Aquafat-O: A Novel Feed Additive for Hybrid Red Tilapia

The feed cost is main issue in commercial aquaculture because it makes up to sixty percent of total production cost. Therefore, many researchers examined the use of substitute protein and lipid sources, especially the vegetable sources to replace fish meal and fish oil (FO), in order to reduce the feed cost¹.

Lipid is considered one of the most important components in tilapia diets that provide energy and essential fatty acids. Fish also need lipids for essential functions including growth, development, reproduction and maintenance of healthy tissues and flesh quality¹.

Fish and other mammals cannot synthesize essential fatty acids i.e. polyunsaturated fatty acids (PUFAs) like linolenic acid (LA), linoleic acid (LNA) and oleic acid (OA)². Freshwater fish need LA and/or LNA as the essential fatty acids for normal growth and reproduction³.

The first hybrid red tilapia was produced in Taiwan in the late 1960s. The red tilapia has several advantages such as the fast growth rate, good conversion, ability to grow in saline and salt waters and low susceptibility to diseases, which have promoted its spread⁴.
************
### Your goal
Transcribe the part of the tilapia feed article starting with "Lipid is considered" and going on through "and flesh quality¹.".
************
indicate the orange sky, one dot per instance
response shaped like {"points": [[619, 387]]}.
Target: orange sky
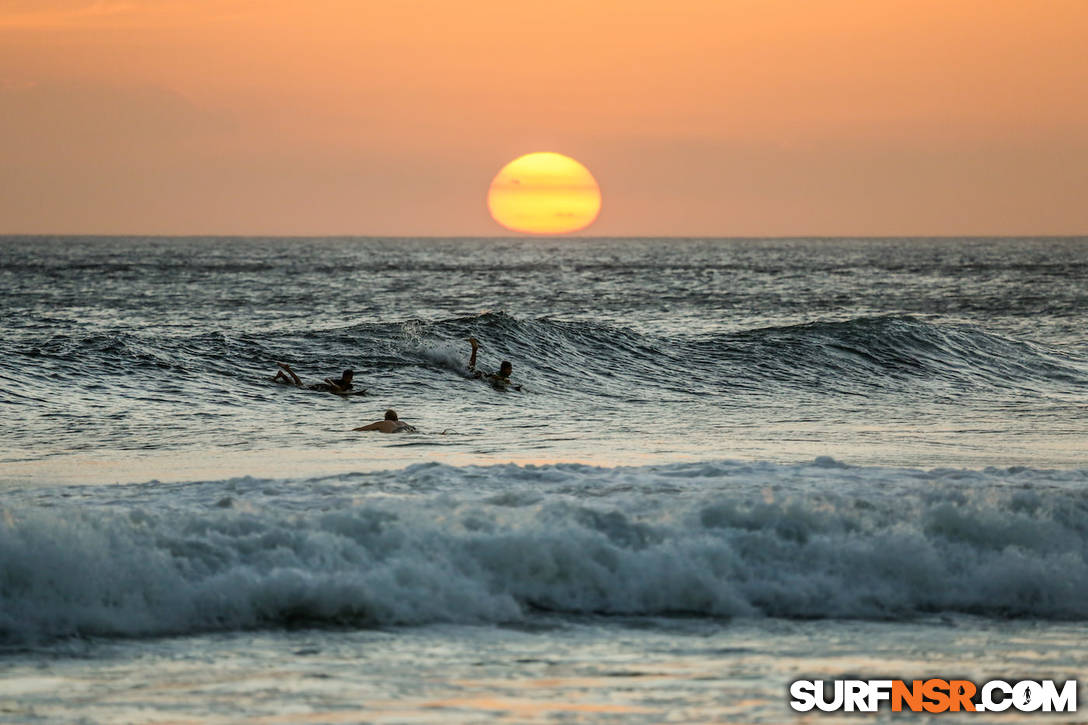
{"points": [[728, 118]]}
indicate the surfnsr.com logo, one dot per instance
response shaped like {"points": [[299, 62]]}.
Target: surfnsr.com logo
{"points": [[934, 696]]}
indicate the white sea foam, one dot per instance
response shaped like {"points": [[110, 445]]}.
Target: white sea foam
{"points": [[437, 543]]}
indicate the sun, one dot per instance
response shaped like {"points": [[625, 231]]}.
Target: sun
{"points": [[544, 193]]}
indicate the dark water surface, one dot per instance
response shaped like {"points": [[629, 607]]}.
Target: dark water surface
{"points": [[141, 354], [733, 463]]}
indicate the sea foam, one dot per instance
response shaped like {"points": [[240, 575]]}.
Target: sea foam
{"points": [[505, 543]]}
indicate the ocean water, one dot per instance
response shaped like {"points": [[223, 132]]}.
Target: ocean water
{"points": [[731, 464]]}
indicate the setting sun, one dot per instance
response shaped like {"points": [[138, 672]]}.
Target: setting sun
{"points": [[544, 193]]}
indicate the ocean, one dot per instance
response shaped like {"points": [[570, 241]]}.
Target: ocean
{"points": [[731, 464]]}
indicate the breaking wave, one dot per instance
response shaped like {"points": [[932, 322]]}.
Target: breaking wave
{"points": [[435, 543]]}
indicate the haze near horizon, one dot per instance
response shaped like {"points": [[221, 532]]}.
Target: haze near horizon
{"points": [[704, 118]]}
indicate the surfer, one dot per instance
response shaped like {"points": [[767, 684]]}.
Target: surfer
{"points": [[498, 380], [341, 385], [391, 425]]}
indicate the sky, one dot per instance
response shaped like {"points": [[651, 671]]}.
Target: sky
{"points": [[697, 118]]}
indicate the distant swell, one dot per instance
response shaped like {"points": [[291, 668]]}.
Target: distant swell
{"points": [[505, 542], [862, 356]]}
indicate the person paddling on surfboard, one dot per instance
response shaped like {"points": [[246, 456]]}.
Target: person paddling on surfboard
{"points": [[391, 425], [498, 380], [341, 385]]}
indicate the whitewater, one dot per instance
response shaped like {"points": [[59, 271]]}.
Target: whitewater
{"points": [[732, 463]]}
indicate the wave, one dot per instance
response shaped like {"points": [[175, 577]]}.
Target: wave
{"points": [[861, 356], [434, 543]]}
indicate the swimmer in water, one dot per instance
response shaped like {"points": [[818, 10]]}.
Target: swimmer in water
{"points": [[391, 425], [341, 385], [498, 380]]}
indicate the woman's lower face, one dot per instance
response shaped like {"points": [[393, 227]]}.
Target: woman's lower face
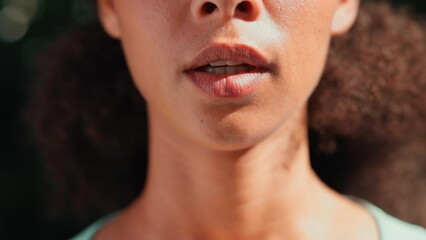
{"points": [[225, 74]]}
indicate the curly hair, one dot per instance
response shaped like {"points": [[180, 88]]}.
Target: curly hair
{"points": [[366, 118]]}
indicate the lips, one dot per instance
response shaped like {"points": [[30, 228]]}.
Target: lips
{"points": [[228, 71]]}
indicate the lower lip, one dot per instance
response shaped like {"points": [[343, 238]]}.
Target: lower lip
{"points": [[227, 86]]}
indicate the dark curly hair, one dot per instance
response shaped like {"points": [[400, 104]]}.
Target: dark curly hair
{"points": [[367, 118]]}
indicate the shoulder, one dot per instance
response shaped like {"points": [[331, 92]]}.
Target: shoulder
{"points": [[392, 228]]}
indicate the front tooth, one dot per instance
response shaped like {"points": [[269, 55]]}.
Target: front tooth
{"points": [[231, 70], [232, 63], [218, 63]]}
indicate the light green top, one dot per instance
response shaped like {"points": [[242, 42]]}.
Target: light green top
{"points": [[390, 228]]}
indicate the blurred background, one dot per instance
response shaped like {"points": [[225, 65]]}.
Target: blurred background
{"points": [[26, 28]]}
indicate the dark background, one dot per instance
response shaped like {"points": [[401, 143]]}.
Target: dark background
{"points": [[26, 28]]}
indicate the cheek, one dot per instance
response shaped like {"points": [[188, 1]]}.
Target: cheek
{"points": [[307, 26], [147, 40]]}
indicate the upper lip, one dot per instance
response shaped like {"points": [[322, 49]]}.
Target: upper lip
{"points": [[235, 52]]}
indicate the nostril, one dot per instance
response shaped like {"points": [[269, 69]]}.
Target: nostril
{"points": [[244, 6], [208, 8]]}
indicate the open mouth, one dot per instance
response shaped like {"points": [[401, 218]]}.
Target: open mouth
{"points": [[226, 68], [228, 71]]}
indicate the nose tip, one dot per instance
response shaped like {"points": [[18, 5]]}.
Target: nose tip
{"points": [[247, 10]]}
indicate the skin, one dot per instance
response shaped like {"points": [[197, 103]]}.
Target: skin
{"points": [[235, 168]]}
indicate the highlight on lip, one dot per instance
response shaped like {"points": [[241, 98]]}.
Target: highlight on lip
{"points": [[227, 86], [227, 71]]}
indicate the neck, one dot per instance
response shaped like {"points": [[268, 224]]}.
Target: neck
{"points": [[246, 194]]}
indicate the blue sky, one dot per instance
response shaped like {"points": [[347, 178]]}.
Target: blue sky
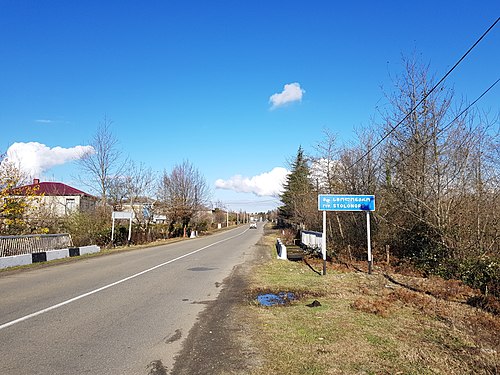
{"points": [[192, 80]]}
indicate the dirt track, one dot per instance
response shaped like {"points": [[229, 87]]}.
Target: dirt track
{"points": [[218, 343]]}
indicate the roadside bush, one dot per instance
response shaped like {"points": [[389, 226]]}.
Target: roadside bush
{"points": [[89, 228]]}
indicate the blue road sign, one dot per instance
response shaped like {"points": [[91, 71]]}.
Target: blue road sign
{"points": [[329, 202]]}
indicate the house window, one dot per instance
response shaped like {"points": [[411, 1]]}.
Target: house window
{"points": [[70, 205]]}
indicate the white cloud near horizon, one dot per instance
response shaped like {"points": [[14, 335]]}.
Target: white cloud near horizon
{"points": [[35, 158], [292, 92], [268, 184]]}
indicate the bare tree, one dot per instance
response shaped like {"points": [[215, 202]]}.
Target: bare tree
{"points": [[103, 163], [183, 192]]}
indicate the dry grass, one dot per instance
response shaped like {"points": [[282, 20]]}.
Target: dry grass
{"points": [[367, 324]]}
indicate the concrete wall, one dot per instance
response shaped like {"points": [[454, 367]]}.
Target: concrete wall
{"points": [[45, 256]]}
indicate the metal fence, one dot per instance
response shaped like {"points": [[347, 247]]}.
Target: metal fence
{"points": [[33, 243]]}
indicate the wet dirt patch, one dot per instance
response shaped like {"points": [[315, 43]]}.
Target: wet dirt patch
{"points": [[156, 368]]}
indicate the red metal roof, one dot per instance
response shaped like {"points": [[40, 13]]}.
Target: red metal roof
{"points": [[49, 189]]}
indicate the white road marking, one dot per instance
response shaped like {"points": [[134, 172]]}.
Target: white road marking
{"points": [[40, 312]]}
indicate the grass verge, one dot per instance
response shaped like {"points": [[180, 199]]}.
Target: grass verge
{"points": [[366, 324]]}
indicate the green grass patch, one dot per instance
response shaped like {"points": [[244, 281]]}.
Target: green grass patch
{"points": [[363, 325]]}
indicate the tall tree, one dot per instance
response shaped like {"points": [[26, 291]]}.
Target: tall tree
{"points": [[298, 197], [183, 192], [103, 163]]}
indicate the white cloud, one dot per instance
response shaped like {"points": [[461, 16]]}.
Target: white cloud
{"points": [[292, 92], [35, 158], [266, 184]]}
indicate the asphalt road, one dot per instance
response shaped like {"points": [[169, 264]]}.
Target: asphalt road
{"points": [[126, 313]]}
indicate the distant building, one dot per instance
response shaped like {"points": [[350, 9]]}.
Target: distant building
{"points": [[57, 197]]}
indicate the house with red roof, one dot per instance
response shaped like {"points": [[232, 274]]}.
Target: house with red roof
{"points": [[59, 198]]}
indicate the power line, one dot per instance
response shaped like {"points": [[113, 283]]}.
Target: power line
{"points": [[425, 96], [447, 126]]}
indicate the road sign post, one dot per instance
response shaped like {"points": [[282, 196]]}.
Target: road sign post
{"points": [[335, 202]]}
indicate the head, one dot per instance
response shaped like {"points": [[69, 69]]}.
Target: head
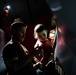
{"points": [[17, 19], [40, 32], [18, 31]]}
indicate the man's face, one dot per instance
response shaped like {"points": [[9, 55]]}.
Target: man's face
{"points": [[42, 36], [21, 34]]}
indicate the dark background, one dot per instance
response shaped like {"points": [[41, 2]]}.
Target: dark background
{"points": [[40, 11]]}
************
### Response for this exercise
Lipid is considered one of the most important components in tilapia diets that provide energy and essential fatty acids. Fish also need lipids for essential functions including growth, development, reproduction and maintenance of healthy tissues and flesh quality¹.